:: Talimatlarınız ::
Aşağıdaki öğelerin hepsini satır satır, hiçbir şeyi değiştirmeden yeniden yazın.

*** Kayıt Listesi

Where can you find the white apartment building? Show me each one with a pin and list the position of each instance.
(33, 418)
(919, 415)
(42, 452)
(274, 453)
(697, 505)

******

:: Görev Sonucu ::
Where can you find the white apartment building? Show me each one with a pin and list the position of each instance.
(33, 418)
(919, 415)
(42, 452)
(274, 453)
(697, 505)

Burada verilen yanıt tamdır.